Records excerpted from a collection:
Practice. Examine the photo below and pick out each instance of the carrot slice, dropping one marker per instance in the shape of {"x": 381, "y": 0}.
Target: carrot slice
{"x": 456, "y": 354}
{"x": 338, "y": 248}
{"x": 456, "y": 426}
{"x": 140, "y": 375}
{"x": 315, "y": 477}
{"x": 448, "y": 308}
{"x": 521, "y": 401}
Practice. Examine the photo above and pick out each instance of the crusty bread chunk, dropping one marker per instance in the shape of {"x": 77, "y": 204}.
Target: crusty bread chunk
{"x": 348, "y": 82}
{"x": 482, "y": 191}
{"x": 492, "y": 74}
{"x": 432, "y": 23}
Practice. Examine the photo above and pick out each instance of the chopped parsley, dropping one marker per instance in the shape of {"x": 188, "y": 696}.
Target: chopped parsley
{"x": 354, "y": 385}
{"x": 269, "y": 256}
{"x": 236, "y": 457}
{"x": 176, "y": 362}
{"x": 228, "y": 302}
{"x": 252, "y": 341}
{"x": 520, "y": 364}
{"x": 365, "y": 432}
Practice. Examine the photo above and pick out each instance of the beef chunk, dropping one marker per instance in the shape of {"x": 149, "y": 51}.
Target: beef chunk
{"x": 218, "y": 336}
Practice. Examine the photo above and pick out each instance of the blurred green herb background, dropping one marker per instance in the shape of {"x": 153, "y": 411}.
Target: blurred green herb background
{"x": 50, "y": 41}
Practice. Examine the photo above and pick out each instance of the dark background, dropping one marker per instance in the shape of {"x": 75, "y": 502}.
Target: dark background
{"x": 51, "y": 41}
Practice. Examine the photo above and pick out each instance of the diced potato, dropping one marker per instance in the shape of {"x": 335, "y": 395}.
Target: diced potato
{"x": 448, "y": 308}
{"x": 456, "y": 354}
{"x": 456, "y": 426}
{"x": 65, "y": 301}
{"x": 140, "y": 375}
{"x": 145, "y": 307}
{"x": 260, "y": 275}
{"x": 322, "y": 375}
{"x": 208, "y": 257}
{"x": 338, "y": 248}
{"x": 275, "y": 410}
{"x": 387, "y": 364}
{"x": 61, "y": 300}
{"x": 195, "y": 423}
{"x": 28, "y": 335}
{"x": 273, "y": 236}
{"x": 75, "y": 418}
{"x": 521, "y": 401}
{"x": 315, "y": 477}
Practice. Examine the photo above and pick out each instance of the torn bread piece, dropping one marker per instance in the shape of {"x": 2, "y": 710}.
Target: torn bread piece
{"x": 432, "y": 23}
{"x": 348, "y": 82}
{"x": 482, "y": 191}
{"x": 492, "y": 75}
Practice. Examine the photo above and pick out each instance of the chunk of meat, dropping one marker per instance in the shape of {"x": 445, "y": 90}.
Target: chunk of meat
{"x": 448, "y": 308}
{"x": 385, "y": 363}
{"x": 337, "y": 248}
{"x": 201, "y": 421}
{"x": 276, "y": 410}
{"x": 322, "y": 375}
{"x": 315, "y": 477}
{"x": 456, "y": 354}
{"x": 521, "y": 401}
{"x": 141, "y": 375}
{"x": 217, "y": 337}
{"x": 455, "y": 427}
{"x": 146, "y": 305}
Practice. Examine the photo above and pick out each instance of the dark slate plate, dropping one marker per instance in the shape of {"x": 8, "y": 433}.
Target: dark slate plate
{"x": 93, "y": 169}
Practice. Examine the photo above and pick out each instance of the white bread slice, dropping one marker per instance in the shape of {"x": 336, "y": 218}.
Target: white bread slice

> What the task asks: Give back all the records exactly as they stand.

> Output of the task:
Practice. Examine the photo below and pick out each instance of the carrot slice, dropping one marker per instance in the shape of {"x": 381, "y": 0}.
Target: carrot slice
{"x": 456, "y": 354}
{"x": 338, "y": 248}
{"x": 456, "y": 426}
{"x": 140, "y": 375}
{"x": 315, "y": 477}
{"x": 448, "y": 308}
{"x": 521, "y": 401}
Practice. Examine the photo above and pick out each instance of the crusty bread chunk, dropping one marker per instance in the shape of {"x": 77, "y": 204}.
Target: crusty bread chunk
{"x": 348, "y": 82}
{"x": 482, "y": 191}
{"x": 492, "y": 74}
{"x": 432, "y": 23}
Practice. Examine the photo above and pick out each instance of the chopped parsley, dropping one marker per instance in the shape of {"x": 188, "y": 696}.
Target: chopped parsley
{"x": 354, "y": 385}
{"x": 269, "y": 256}
{"x": 236, "y": 457}
{"x": 176, "y": 362}
{"x": 228, "y": 302}
{"x": 252, "y": 341}
{"x": 520, "y": 364}
{"x": 365, "y": 432}
Practice. Examine the photo above and pick out each instance of the beef chunk, dropping one marker per instance in the shape of {"x": 149, "y": 51}.
Target: beef chunk
{"x": 218, "y": 336}
Practice. Examine the photo above and pick out each instance of the blurred green herb background, dropping one marker per instance in the shape of {"x": 153, "y": 411}.
Target: blurred green herb background
{"x": 50, "y": 41}
Practice. Examine the photo above and pick out each instance of the dark background, dropping one marker per instance in the shape of {"x": 75, "y": 502}.
Target: dark background
{"x": 51, "y": 41}
Practice. Examine the photo above and pick out each instance of the diced potato, dropping one marker per instance in the shape of {"x": 335, "y": 395}.
Target: diced potato
{"x": 448, "y": 308}
{"x": 456, "y": 354}
{"x": 456, "y": 426}
{"x": 65, "y": 301}
{"x": 140, "y": 375}
{"x": 145, "y": 307}
{"x": 260, "y": 275}
{"x": 322, "y": 375}
{"x": 208, "y": 257}
{"x": 338, "y": 248}
{"x": 275, "y": 410}
{"x": 387, "y": 364}
{"x": 61, "y": 300}
{"x": 195, "y": 423}
{"x": 28, "y": 335}
{"x": 273, "y": 236}
{"x": 75, "y": 418}
{"x": 521, "y": 401}
{"x": 315, "y": 477}
Practice. Examine the photo above and pick out each instance of the torn bread piece, dropping one marker per instance in the shape of {"x": 2, "y": 710}.
Target: torn bread piece
{"x": 432, "y": 23}
{"x": 348, "y": 82}
{"x": 482, "y": 191}
{"x": 492, "y": 75}
Practice. Examine the photo above and pick out each instance of the chunk of meat, dropping one marker per instance in the shape of {"x": 445, "y": 90}.
Target: chunk of meat
{"x": 448, "y": 308}
{"x": 385, "y": 363}
{"x": 337, "y": 248}
{"x": 201, "y": 421}
{"x": 276, "y": 410}
{"x": 322, "y": 375}
{"x": 315, "y": 477}
{"x": 456, "y": 354}
{"x": 521, "y": 401}
{"x": 141, "y": 375}
{"x": 217, "y": 337}
{"x": 455, "y": 427}
{"x": 146, "y": 305}
Practice. Examine the photo above and pick out each instance of the dark slate plate, dropping one marker per instance in the shape of {"x": 8, "y": 433}.
Target: dark slate plate
{"x": 93, "y": 169}
Practice. Examine the photo above and pick out each instance of the white bread slice, dropping one marker per instance in the shape of {"x": 336, "y": 218}.
Target: white bread slice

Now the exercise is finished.